What you need to do:
Find every line below with the word "dark" in it, and copy each one.
+++ Given data +++
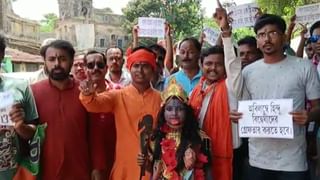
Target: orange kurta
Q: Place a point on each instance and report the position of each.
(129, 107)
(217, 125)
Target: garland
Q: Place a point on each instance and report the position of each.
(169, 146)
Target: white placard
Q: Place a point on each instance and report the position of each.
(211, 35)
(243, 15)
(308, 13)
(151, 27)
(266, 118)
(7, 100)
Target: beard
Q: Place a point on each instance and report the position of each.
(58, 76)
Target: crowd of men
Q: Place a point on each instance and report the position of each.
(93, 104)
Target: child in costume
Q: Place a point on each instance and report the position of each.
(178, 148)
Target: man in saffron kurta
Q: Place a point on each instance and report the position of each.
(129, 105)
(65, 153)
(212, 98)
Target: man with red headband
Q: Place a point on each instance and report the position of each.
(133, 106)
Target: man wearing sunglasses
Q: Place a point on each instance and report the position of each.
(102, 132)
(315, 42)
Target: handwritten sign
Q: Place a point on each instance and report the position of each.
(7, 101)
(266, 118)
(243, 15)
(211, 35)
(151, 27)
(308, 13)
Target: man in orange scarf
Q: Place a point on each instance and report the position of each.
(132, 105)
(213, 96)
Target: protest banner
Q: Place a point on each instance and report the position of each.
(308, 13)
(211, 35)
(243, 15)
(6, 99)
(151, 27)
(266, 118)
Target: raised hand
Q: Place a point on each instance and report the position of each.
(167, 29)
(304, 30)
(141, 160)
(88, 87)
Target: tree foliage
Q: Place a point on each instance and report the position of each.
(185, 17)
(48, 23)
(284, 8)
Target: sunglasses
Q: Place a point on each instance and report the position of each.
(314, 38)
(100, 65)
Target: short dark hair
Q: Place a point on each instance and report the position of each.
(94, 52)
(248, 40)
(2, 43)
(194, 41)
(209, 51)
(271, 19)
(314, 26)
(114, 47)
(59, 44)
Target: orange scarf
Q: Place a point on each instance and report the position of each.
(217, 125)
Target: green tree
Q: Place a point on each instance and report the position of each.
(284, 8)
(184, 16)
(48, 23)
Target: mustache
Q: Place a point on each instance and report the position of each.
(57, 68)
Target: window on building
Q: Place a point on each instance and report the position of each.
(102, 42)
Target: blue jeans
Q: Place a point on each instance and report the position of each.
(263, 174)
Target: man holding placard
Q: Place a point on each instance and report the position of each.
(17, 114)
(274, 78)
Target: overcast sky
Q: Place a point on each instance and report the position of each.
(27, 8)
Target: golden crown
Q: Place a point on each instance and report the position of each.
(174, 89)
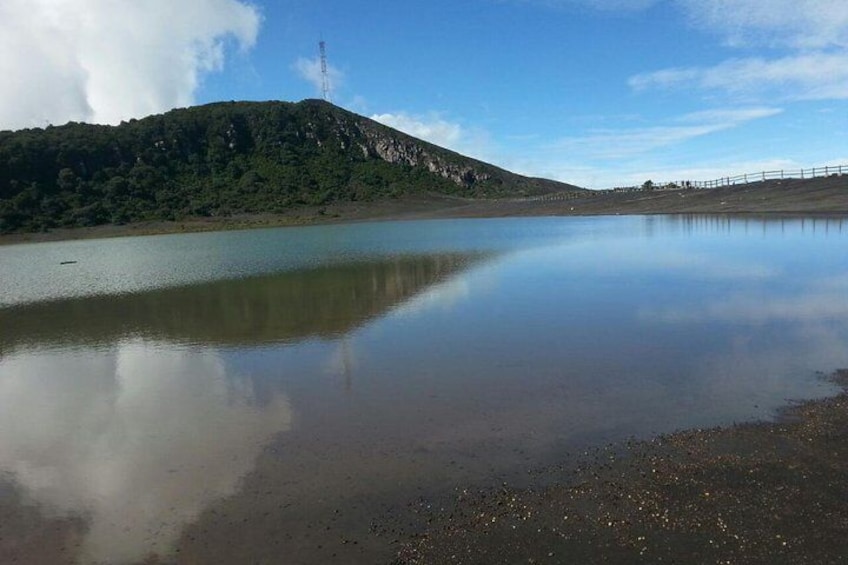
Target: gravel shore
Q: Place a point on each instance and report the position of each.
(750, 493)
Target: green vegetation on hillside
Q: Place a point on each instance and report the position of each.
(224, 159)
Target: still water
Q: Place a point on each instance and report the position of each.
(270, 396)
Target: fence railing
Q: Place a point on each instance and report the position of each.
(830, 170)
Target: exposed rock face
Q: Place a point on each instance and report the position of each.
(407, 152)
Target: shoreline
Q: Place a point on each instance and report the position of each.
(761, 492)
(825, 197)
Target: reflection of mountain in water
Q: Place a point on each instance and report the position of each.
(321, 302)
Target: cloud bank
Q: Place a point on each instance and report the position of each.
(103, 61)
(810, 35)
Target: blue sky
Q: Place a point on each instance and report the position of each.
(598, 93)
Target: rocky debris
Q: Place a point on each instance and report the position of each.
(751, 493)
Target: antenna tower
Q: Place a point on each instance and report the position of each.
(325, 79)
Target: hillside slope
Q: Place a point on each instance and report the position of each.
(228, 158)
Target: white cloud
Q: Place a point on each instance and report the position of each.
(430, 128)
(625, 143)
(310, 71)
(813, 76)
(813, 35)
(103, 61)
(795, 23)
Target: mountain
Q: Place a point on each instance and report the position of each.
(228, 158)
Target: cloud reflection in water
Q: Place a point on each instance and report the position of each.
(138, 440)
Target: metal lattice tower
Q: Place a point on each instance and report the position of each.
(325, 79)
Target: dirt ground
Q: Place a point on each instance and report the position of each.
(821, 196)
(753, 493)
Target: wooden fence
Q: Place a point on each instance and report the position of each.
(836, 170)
+++
+++ Given data +++
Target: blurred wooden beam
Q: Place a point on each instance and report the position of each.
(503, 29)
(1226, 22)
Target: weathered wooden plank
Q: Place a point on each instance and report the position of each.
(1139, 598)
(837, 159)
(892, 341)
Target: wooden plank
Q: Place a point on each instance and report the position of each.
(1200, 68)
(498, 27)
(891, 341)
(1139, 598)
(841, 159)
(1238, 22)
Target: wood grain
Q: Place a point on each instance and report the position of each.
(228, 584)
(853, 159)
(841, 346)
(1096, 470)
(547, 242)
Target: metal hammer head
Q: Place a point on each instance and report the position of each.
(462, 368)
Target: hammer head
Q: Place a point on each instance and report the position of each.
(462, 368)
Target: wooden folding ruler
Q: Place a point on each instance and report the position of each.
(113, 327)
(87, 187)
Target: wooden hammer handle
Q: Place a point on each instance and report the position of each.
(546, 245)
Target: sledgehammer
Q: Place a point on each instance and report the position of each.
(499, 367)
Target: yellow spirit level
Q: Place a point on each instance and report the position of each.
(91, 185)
+++
+++ Given data +++
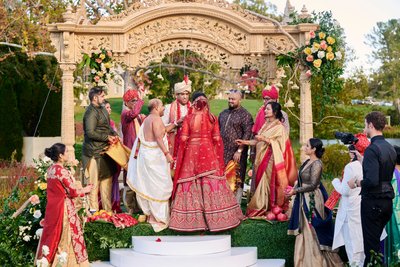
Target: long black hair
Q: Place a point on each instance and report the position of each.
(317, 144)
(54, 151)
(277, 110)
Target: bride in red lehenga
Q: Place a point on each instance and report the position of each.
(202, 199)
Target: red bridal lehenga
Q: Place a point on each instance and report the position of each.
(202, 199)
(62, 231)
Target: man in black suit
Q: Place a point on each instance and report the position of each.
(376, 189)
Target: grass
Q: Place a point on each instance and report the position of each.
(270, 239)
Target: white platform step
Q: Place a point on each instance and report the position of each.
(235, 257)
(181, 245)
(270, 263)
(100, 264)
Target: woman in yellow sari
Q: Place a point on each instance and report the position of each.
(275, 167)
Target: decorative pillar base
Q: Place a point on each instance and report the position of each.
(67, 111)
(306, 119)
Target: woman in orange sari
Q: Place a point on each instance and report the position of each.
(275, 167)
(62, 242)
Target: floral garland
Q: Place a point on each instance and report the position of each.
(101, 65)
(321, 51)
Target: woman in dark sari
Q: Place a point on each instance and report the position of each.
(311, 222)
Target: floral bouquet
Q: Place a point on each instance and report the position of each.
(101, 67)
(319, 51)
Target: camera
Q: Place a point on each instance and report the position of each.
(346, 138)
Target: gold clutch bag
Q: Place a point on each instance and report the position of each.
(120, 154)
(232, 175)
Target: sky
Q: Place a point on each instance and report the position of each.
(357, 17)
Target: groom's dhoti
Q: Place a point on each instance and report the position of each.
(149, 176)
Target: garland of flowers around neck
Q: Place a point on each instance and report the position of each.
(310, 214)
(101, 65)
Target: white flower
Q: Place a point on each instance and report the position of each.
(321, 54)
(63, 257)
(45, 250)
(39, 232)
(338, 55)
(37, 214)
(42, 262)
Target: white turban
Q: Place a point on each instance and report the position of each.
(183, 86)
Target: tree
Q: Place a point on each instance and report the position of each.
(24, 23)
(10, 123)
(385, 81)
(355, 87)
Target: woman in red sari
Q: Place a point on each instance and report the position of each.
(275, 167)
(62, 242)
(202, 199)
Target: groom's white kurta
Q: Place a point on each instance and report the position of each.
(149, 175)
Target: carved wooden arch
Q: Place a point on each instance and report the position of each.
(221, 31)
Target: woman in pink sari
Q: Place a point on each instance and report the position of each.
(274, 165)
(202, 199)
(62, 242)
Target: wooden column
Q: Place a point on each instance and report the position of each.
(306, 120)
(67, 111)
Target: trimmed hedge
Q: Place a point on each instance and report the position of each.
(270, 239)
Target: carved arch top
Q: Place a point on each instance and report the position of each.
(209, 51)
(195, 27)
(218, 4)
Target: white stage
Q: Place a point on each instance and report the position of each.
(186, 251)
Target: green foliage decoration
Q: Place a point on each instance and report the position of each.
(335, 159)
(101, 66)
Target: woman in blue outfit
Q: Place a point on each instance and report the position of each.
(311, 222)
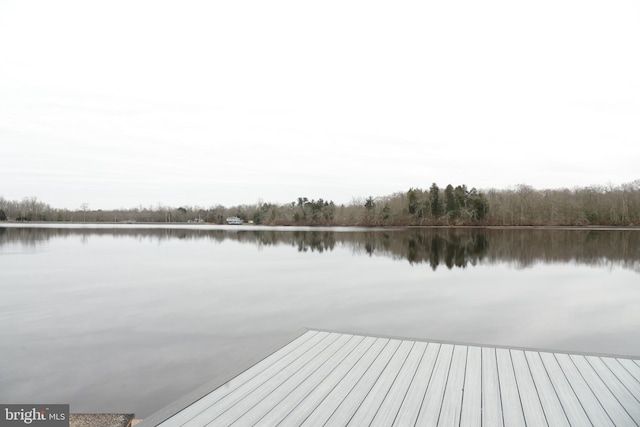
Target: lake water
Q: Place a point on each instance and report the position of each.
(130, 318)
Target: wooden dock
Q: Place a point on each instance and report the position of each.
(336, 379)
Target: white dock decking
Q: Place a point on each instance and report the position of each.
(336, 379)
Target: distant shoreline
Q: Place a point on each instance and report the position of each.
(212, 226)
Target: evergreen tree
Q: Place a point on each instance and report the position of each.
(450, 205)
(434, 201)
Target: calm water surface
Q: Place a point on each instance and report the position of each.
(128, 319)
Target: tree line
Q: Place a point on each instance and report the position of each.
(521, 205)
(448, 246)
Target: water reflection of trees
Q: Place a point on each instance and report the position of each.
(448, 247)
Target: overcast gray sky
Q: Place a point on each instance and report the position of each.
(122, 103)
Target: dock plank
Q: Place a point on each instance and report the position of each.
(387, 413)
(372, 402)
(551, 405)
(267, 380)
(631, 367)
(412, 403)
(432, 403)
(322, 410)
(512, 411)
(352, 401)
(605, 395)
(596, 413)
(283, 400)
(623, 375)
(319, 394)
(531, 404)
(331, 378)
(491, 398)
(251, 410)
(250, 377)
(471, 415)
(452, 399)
+++
Expected output:
Target: short dark hair
Target: woman in dark sari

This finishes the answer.